> _Your goal_
Give a verbatim quotation of every record.
++++++
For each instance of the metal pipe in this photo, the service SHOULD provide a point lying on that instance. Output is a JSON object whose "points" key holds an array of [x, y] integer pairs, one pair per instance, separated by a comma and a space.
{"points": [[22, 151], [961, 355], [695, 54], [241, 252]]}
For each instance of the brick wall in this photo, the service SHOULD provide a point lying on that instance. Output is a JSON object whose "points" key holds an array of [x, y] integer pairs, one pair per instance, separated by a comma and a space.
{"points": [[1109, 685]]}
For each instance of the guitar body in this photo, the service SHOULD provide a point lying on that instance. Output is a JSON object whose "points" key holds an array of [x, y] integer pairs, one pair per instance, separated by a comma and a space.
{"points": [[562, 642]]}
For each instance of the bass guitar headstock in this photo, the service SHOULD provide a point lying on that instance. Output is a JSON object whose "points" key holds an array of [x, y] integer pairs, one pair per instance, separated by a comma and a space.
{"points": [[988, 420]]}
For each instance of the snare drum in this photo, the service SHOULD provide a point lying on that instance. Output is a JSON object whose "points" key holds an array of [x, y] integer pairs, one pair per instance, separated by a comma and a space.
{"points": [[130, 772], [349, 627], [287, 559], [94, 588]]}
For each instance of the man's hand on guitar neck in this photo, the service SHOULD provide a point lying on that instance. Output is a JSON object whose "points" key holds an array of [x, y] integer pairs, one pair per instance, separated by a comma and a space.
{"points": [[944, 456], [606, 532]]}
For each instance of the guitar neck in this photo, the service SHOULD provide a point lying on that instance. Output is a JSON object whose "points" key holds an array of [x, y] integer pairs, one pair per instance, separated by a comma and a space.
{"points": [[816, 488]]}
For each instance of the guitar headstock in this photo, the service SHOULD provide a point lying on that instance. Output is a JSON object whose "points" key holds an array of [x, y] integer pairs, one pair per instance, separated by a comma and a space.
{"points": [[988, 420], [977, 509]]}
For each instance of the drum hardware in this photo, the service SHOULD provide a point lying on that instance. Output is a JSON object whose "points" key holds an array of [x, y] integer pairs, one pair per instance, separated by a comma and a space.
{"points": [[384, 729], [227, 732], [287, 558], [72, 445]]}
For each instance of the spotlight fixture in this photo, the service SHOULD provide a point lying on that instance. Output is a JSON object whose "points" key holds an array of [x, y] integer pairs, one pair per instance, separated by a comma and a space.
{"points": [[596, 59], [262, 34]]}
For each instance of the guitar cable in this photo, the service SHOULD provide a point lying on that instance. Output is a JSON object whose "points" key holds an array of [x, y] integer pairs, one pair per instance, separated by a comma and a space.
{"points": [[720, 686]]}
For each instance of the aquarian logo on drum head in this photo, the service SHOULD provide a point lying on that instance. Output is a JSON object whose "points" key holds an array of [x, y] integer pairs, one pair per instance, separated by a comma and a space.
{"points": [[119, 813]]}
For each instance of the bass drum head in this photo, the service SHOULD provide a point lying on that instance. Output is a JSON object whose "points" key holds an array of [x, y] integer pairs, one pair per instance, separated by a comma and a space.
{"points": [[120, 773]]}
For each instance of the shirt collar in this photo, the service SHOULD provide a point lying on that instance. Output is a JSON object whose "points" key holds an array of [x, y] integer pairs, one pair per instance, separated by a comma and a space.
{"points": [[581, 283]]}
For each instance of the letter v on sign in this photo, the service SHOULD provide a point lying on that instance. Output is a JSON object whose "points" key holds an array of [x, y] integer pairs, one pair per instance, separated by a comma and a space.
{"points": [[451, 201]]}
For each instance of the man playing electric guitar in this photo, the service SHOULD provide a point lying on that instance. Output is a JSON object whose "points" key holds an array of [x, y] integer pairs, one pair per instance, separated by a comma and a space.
++++++
> _Output for this exercise_
For each instance of the metal pipe in this photo, the service SHOULD provide a point lying on that instance. Output is a JSON object whose "points" key holds an array of [x, y] integer pairs, one pair per instance, separated by a comma and a space.
{"points": [[22, 151], [961, 355], [695, 54], [241, 252]]}
For each instance of the brick wall in this photo, the service SHOULD provide a point lying on that instance. Output is a JSON object whose "points" key holds an array of [x, y] integer pairs, one pair per instance, separated by a comma and a space.
{"points": [[1109, 685]]}
For each instance of the guitar body in this photo, the service SHOULD provide a point lying on that instance. Output is a JSON object whose "points" key holds an array of [x, y] integer pairs, one pair per instance, separated by a comma and a space.
{"points": [[562, 642]]}
For each instance of the bass guitar headstock in this photo, the service SHOULD provide a point lying on that instance. Output is a JSON object whose "points" key holds an array of [x, y] integer pairs, one pair per instance, separated by a comma and a space.
{"points": [[988, 420]]}
For each instance of the snare drum in this photo, the service SHOULD provide a point lying on that instance. Output is a JSON object whose "points" key holds an array of [x, y] integer pairs, one pair per instance, separated by a comma and a space.
{"points": [[130, 772], [349, 627], [287, 559], [94, 588]]}
For each instance of the man's hand on guitar neck in this photo, the service SHOULD provide a point lying on that instance. Output is a JSON object whose "points" key holds an array of [x, y] integer pairs, one pair per instance, separated by a comma and a space.
{"points": [[944, 456], [606, 532]]}
For each instance of the guitar neck in this photo, the service SHOULD provide a point lying on that instance. Output is a JSON object whose "points" key holds an array of [x, y] integer pairs, one pair per instance, separated by a comma and a space.
{"points": [[816, 488]]}
For each instance of the guitar headstock in this photo, the service SHOULD provide a point lying on that instance. Output is a JSON object whose "points" key holds an array of [x, y] integer pairs, one pair per instance, separated by a comma and a space.
{"points": [[988, 420], [977, 509]]}
For each instance of the drum hardware in this photo, the service SHOULD provide a point lying on that instance. Output is a JSON object whose "points" key holds an array of [x, y] integer pairs, one pair per instance, separated by a comma and a space.
{"points": [[384, 729], [227, 732], [287, 558], [72, 445]]}
For each instance of the spotlight fixture in this photo, the service SHOULD provide a point lying on that instance. Output is a JSON object whose "points" key holds an array of [x, y] integer pairs, one pair per instance, separated by a comma and a space.
{"points": [[596, 59], [262, 34]]}
For each instance of the guitar cable in this photo, the service SHOULD provide a point lying on that instance. Output is a JSON object whose "points" key holds an array of [x, y] integer pairs, one pair per instance, separated by a comma and a space.
{"points": [[720, 686]]}
For each instance of the aquarian logo on drum head in this photo, the service SHOULD provide a point lying on that instance. Output is a JSON object whose "points" key holds an array of [x, y] integer pairs, one pair per instance, separated by a comma and a space.
{"points": [[119, 813]]}
For each instance of the bass drum head in this photo, the service SHOULD provide a point lying on that instance. Output is a JSON object whose "points" key holds an array of [x, y] integer pairs, one pair per instance, separated by a comma and a space.
{"points": [[120, 773]]}
For each instance of the shirt collar in this photo, the service SHOULD provide a point lying on that instance. Output is a JSON object whose "points" key holds an array of [x, y] integer pairs, one pair per instance, separated by a comma and a space.
{"points": [[581, 283]]}
For each instance of the letter v on sign in this photo, the service SHOULD provide a point lying on that instance. Output is a JSON object whose "points" key holds an array of [x, y] integer pairs, one pair per instance, separated by a comma and a space.
{"points": [[451, 201]]}
For each instance of the man playing electric guitar in this photo, the service SHOULD provide a point lying on that instance. Output is a JSON object whose "points" key holds an array of [x, y] integer pairs, one pair per instance, separated by a comma and a space.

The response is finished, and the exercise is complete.